_EXTRACT_:
## START
Corruption within Nassau County Legal Aid Society and the N.Y.S. Unified Court System
I have written articles about judicial corruption within N.Y.S. Unified Court System( https://www.dhirubhai.net/pulse/corruption-within-nys-unified-court-system-federal-judiciary-brown)?and how the U.S. Supreme Court repealed the 13th Amendment through the judiciary when only congress has the power to enforce slavery through appropriate legislation (https://www.dhirubhai.net/pulse/people-state-new-york-et-al-vs-thurman-brown-docket-20-cv-0020-brown). In this article, we will delve a little deeper into the conspiracy to re-prosecute void criminal processes, or fatally flawed original proceedings, that have been terminated pursuant to N.Y.C.P.L. § 160.50 (https://www.dhirubhai.net/posts/thurman-brown-7a621b88_the-people-of-the-state-of-new-york-v-thurman-activity-6717068275995463680-YOjW). When a termination in favor of the accuse is issued by a court with competent jurisdiction to act, by operation of law,?N.Y.C.P.L. § 160.50(1) states “Upon the termination of a criminal action or proceeding against a person in favor of such person, as defined in subdivision three of this section, unless the district attorney upon motion with not less than five days’ notice to such person or his or her attorney demonstrates to the satisfaction of the court that the interests of justice require otherwise, or the court on its own motion with not less than five days’ notice to such person or his or her attorney determines that the interests of justice require otherwise and states the reasons for such determination on the record, the record of such action or proceeding shall be sealed and the clerk of the court wherein such criminal action or proceeding was terminated shall immediately notify the commissioner of the division of criminal justice services and the heads of all appropriate police departments and other law enforcement agencies that the action has been terminated in favor of the accused, and unless the court has directed otherwise, that the record of such action or proceeding shall be sealed”. These procedures cannot be reversed or surpressed.
## END
_EXTRACTED MATERIAL_:
## START
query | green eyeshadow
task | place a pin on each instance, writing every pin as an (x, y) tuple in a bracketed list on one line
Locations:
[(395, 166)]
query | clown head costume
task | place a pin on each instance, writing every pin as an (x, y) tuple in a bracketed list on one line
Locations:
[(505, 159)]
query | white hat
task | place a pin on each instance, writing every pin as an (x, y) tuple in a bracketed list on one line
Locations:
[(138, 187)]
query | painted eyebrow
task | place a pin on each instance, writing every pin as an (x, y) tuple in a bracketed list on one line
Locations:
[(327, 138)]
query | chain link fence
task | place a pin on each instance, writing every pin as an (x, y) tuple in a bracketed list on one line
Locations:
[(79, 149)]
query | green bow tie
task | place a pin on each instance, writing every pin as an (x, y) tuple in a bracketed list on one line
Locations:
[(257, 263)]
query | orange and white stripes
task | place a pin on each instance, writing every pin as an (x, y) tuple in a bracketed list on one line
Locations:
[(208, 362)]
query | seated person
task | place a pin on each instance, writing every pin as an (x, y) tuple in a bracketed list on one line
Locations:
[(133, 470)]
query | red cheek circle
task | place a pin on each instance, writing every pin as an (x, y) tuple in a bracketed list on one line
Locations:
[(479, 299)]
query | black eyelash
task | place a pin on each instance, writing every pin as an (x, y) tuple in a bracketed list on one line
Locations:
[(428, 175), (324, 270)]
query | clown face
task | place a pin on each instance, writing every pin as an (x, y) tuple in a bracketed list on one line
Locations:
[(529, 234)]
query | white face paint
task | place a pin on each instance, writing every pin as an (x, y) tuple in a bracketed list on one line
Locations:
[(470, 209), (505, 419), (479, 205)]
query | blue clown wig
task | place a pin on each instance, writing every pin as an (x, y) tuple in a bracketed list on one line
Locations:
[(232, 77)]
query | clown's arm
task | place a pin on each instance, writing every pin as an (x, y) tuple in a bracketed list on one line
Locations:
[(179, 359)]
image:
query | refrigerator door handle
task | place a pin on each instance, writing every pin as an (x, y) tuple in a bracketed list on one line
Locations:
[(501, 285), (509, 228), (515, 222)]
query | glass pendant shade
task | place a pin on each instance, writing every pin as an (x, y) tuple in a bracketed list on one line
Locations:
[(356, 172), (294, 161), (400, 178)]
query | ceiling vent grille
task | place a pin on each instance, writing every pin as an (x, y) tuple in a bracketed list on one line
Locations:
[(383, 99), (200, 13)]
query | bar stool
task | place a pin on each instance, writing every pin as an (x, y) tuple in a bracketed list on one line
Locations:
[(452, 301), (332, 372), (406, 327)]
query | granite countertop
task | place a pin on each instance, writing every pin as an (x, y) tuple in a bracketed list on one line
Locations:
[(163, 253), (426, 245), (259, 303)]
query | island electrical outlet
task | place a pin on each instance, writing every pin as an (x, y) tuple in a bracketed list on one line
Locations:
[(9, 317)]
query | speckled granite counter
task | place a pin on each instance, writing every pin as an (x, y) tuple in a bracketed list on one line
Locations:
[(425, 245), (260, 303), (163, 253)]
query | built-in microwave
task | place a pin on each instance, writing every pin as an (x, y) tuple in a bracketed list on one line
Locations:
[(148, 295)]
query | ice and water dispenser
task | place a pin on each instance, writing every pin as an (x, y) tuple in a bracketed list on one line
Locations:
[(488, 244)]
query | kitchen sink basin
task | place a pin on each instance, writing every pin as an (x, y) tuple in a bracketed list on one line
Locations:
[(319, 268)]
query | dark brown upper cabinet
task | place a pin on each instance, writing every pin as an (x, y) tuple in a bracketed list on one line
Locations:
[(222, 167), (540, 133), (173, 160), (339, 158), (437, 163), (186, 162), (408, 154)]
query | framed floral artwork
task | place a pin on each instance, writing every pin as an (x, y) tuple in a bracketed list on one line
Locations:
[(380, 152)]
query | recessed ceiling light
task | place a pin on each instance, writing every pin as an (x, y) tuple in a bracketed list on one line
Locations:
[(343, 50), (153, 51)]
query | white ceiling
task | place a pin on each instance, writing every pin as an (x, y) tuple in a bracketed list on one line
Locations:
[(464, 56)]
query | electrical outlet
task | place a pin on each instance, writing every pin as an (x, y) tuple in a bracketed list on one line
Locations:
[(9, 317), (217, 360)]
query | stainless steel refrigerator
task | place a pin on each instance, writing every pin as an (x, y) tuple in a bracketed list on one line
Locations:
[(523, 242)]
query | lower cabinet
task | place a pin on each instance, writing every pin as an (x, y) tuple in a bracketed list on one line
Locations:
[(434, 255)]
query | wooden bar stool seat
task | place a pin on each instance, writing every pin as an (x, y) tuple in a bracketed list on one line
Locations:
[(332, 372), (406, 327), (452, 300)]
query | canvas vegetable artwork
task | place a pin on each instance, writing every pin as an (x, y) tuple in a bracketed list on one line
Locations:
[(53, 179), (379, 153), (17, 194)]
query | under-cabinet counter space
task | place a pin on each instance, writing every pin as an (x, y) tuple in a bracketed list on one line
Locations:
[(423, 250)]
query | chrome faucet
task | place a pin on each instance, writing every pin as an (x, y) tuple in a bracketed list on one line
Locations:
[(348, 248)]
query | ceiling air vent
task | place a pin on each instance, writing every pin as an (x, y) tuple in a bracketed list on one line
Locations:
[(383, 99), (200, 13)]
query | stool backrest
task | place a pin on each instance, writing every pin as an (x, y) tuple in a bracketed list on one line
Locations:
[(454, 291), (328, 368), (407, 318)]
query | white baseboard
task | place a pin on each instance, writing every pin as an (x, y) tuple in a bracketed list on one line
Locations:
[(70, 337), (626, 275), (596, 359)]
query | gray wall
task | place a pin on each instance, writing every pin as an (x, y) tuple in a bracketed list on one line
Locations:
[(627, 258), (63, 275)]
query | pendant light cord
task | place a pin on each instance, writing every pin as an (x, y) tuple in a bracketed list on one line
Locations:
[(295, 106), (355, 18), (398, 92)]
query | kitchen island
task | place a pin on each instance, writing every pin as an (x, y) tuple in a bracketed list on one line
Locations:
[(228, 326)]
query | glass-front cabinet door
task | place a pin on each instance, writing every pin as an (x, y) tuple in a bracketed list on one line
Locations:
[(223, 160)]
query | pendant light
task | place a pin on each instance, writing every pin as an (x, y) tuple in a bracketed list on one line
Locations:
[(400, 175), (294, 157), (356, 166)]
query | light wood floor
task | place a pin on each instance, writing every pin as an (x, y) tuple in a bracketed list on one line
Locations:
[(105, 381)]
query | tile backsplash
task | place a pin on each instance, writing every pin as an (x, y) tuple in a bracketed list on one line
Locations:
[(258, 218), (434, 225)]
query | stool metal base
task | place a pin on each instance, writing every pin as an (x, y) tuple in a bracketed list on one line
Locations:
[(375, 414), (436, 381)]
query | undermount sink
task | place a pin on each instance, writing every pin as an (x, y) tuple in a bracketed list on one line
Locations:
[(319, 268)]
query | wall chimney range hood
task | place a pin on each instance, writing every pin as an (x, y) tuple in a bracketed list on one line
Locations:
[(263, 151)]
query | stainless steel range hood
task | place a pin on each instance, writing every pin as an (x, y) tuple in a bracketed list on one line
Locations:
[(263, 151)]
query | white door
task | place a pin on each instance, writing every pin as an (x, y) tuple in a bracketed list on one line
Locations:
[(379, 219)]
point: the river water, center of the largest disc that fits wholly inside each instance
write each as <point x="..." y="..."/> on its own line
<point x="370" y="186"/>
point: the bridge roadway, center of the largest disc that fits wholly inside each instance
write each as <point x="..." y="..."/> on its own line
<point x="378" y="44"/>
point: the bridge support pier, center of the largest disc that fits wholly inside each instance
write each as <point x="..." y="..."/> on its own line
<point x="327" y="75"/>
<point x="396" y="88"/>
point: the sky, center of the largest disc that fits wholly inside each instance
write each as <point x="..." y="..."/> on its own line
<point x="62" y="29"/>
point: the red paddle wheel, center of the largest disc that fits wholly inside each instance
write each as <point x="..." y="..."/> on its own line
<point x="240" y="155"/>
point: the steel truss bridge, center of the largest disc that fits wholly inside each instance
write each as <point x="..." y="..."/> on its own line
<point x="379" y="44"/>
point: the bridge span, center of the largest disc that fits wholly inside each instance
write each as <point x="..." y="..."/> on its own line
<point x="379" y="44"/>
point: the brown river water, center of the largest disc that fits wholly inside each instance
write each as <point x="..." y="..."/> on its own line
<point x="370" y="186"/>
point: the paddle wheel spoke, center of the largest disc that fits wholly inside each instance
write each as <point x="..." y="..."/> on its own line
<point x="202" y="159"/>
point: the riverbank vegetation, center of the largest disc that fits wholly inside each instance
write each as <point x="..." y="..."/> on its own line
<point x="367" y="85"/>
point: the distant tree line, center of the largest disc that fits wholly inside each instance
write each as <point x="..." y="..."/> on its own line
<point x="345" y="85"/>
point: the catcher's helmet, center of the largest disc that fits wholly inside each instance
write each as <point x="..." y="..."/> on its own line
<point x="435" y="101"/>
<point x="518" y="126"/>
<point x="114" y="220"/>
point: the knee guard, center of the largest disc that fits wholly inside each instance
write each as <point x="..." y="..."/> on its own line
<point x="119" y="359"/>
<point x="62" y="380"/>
## END
_WRITTEN EXERCISE A_: List every web address cited in the court corruption article.
_WRITTEN EXERCISE B_:
Answer these questions from the court corruption article:
(i) Which amendment does the article say the U.S. Supreme Court repealed through the judiciary?
(ii) What is the least amount of notice that N.Y.C.P.L. § 160.50(1) requires be given to the person or the person's attorney?
(iii) Whom must the clerk of the court immediately notify under that provision?
_WRITTEN EXERCISE C_: Carry the court corruption article forward from its final sentence.

_EXERCISE OUTPUT A_:
https://www.dhirubhai.net/pulse/corruption-within-nys-unified-court-system-federal-judiciary-brown
https://www.dhirubhai.net/pulse/people-state-new-york-et-al-vs-thurman-brown-docket-20-cv-0020-brown
https://www.dhirubhai.net/posts/thurman-brown-7a621b88_the-people-of-the-state-of-new-york-v-thurman-activity-6717068275995463680-YOjW

_EXERCISE OUTPUT B_:
(i) The 13th Amendment.
(ii) Not less than five days' notice.
(iii) The commissioner of the division of criminal justice services and the heads of all appropriate police departments and other law enforcement agencies.

_EXERCISE OUTPUT C_:
All of these procedures occurred in my case...except, client notification and release. In collusion with the Unified Court System, assigned defense attorney’s at the time, Meryl J. Berkowitz ( Current Acting Justice, Supreme Court, Integrated Domestic Violence Court, Nassau County) and Nancy Garber (Current Deputy Bureau Chief of Legal Aid), of counsel for the Nassau County Legal Aid Society, both embraced this backchannel process from the beginning, as counsel for the accuse. Section 160.60, outline the effect of termination of criminal actions in favor of the accused. “Upon the termination of a criminal action or proceeding against a person in favor of such person, as defined in subdivision two of section 160.50 of this chapter, the arrest and prosecution shall be deemed a nullity and the accused shall be restored, in contemplation of law, to the status he occupied before the arrest and prosecution. The arrest or prosecution shall not operate as a disqualification of any person so accused to pursue or engage in any lawful activity, occupation, profession, or calling. Except where specifically required or permitted by statute or upon specific authorization of a superior court, no such person shall be required to divulge information pertaining to the arrest or prosecution.”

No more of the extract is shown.